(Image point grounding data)
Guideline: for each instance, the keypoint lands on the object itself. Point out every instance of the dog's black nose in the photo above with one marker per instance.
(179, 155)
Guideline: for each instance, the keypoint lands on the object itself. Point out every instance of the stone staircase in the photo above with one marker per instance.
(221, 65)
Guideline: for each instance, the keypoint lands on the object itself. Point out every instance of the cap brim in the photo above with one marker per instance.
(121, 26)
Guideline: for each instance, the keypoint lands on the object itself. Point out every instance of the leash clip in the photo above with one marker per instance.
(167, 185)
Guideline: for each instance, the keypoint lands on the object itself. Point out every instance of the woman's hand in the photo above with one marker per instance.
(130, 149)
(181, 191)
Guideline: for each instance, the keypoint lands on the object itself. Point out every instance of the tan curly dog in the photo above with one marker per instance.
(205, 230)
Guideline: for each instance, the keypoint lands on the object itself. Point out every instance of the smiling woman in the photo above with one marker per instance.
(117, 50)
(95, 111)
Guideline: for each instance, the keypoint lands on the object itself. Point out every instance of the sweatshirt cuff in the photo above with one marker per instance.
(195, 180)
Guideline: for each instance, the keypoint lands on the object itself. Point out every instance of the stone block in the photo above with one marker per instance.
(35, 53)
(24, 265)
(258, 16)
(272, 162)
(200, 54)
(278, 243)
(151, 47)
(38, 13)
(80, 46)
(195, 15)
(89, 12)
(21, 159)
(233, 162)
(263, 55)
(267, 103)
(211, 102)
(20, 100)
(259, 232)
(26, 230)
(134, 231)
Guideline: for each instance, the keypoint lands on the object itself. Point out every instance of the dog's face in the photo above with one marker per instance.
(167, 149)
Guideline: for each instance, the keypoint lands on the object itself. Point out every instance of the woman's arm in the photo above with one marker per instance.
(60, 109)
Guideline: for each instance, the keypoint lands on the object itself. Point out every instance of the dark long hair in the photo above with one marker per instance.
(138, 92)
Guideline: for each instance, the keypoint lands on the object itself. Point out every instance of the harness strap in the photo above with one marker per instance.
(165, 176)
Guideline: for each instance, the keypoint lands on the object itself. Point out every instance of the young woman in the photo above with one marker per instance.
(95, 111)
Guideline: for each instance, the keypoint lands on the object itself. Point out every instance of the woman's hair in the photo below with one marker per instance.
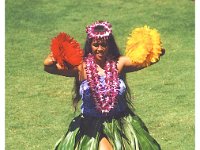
(113, 53)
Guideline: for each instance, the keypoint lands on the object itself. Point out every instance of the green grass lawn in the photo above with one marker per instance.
(38, 104)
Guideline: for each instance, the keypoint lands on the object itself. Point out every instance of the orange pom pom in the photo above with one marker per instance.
(66, 49)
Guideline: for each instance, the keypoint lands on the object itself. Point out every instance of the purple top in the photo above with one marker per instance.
(88, 105)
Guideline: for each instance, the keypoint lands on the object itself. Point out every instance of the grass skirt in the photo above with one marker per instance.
(124, 132)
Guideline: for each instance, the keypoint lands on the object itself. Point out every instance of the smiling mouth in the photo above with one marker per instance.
(99, 52)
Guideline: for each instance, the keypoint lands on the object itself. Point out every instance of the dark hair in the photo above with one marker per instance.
(113, 53)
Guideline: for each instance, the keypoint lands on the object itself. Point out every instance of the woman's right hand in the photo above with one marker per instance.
(51, 66)
(49, 60)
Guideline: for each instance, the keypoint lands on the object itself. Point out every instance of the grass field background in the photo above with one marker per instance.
(38, 104)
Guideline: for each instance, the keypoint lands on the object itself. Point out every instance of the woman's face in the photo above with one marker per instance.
(99, 48)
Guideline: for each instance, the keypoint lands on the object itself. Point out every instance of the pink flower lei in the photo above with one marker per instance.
(105, 97)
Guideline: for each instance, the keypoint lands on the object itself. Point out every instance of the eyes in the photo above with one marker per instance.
(104, 45)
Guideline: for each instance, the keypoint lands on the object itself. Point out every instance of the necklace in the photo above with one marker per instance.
(105, 97)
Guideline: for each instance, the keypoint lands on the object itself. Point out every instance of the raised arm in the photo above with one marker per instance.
(51, 66)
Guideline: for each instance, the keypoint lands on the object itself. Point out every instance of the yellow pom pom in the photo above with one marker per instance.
(144, 46)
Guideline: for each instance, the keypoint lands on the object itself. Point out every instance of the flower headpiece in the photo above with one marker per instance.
(99, 29)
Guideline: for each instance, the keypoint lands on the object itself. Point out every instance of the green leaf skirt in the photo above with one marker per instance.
(124, 132)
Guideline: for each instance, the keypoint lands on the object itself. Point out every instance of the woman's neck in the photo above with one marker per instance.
(101, 63)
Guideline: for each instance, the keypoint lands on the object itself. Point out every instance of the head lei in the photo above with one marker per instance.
(99, 29)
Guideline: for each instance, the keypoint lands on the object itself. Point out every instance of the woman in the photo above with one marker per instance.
(107, 121)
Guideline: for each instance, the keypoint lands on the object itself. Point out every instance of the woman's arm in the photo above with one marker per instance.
(51, 66)
(126, 64)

- _YOUR ASSIGNMENT_:
This task asks for the data above repeated exactly, without a single picture.

- _SOLUTION TO THE EXERCISE_:
Guideline: for each instance, the keypoint lands on the object itself. Point out every instance of the dog's black nose in the photo above with one marker per instance.
(179, 155)
Guideline: for each instance, the keypoint lands on the object itself. Point out every instance of the stone staircase in the photo above with one marker per instance.
(221, 65)
Guideline: for each instance, the keypoint lands on the object itself. Point out every instance of the cap brim in the photo above with one marker per instance.
(121, 26)
Guideline: for each instance, the keypoint lands on the object itself. Point out every instance of the leash clip in the photo above with one marker per instance.
(167, 185)
Guideline: for each instance, the keypoint lands on the object itself. Point out every instance of the woman's hand in the photo above with one marker per instance.
(130, 149)
(181, 191)
Guideline: for each instance, the keypoint lands on the object itself. Point out every instance of the tan curly dog in the photo above with one marker per instance.
(205, 230)
Guideline: for each instance, the keypoint lands on the object itself. Point out every instance of the smiling woman in the photo above with one marker per instance.
(117, 50)
(95, 111)
Guideline: for each instance, the keypoint lands on the object itself. Point out every instance of the sweatshirt cuff in the photo above with one marker per instance.
(195, 180)
Guideline: for each instance, the keypoint lands on the object itself. Point out every instance of the stone block in the photo above with one marker per instance.
(35, 53)
(24, 265)
(258, 16)
(272, 162)
(200, 54)
(278, 243)
(151, 47)
(38, 13)
(80, 46)
(195, 15)
(89, 12)
(21, 159)
(233, 162)
(263, 55)
(267, 103)
(211, 102)
(20, 100)
(259, 232)
(26, 230)
(134, 231)
Guideline: for each instance, the keypoint lands on the object itself. Point out every instance of the dog's face in the photo above with one marker per instance.
(167, 149)
Guideline: for each instance, the keypoint lands on the object itself. Point out every instance of the woman's arm in the photo above with one marker per instance.
(60, 109)
Guideline: for each instance, the keypoint lands on the object itself. Point out every instance of the dark long hair in the photo above with one marker per instance.
(138, 92)
Guideline: for each instance, the keypoint lands on the object itself. Point out every instance of the harness strap in the photo above with one marker per instance.
(165, 176)
Guideline: for each instance, the keypoint lands on the object itself. Point out every instance of the young woman in the photo above with one marker per instance.
(95, 111)
Guideline: for each instance, the keypoint lands on the object itself. Point out every instance of the woman's hair in the photo below with one marker per instance.
(113, 53)
Guideline: for each instance, the keypoint lands on the object itself. Point out every instance of the green grass lawn in the photo above with one marker per instance.
(38, 104)
Guideline: for each instance, the keypoint lands on the object itself. Point out every instance of the orange pom pom in the photo above with one marker per instance.
(66, 49)
Guideline: for each instance, the keypoint lands on the object itself. Point out every instance of the purple top in the photo above with one marker per instance.
(88, 105)
Guideline: for each instance, the keypoint lands on the object itself. Point out every instance of the grass skirt in the photo above with one marker per instance.
(124, 132)
Guideline: for each instance, the keypoint lands on the object itself. Point out every instance of the smiling mouth in the photo above with one marker per instance.
(99, 52)
Guideline: for each instance, the keypoint lands on the object itself. Point out every instance of the dark hair in the photo above with one marker per instance.
(113, 53)
Guideline: for each instance, the keypoint lands on the object itself. Point out every instance of the woman's right hand in the photo above with one marker per instance.
(51, 66)
(49, 60)
Guideline: for each instance, the keypoint lands on the object itself. Point out every instance of the grass field background in the photo above with one marker per instance.
(38, 104)
Guideline: for each instance, the keypoint lands on the object itself. Point out every instance of the woman's face in the photo above with one marker per instance.
(99, 48)
Guideline: for each instance, the keypoint lands on the object itself. Point out every instance of the pink flower lei in the photo above with one marker per instance.
(105, 97)
Guideline: for each instance, the keypoint lands on the object itself. Point out every instance of the eyes in the photo above with one marker per instance.
(104, 45)
Guideline: for each instance, the keypoint lands on the object itself. Point out every instance of the necklace in the photo above with one marker per instance.
(105, 97)
Guideline: for each instance, the keypoint lands on the object itself. Point out every instance of the raised arm in the photo above with one marker per instance.
(51, 66)
Guideline: for each instance, the keypoint lands on the object itself. Point out every instance of the yellow pom pom in the photo above with one marker per instance.
(144, 46)
Guideline: for each instance, the keypoint lands on the object itself. Point out every instance of the flower headpiece in the photo above with one marker per instance.
(99, 29)
Guideline: for each instance, the keypoint lands on the object itself. Point out every instance of the green leaf skirt in the photo above with one marker per instance.
(124, 132)
Guideline: for each instance, the keypoint lands on the object itself. Point out every instance of the woman's neck in the photo above with one marker per instance.
(101, 63)
Guideline: for each instance, the keypoint lands on the object itself. Point out every instance of the head lei in the photo above with one marker per instance.
(99, 29)
Guideline: for each instance, the keypoint lands on the object itself. Point out every instance of the woman in the photo above with one marker per instance.
(107, 121)
Guideline: for each instance, the keypoint lands on the object itself. Point out every instance of the woman's arm in the photo above with one marker per instance.
(51, 66)
(126, 64)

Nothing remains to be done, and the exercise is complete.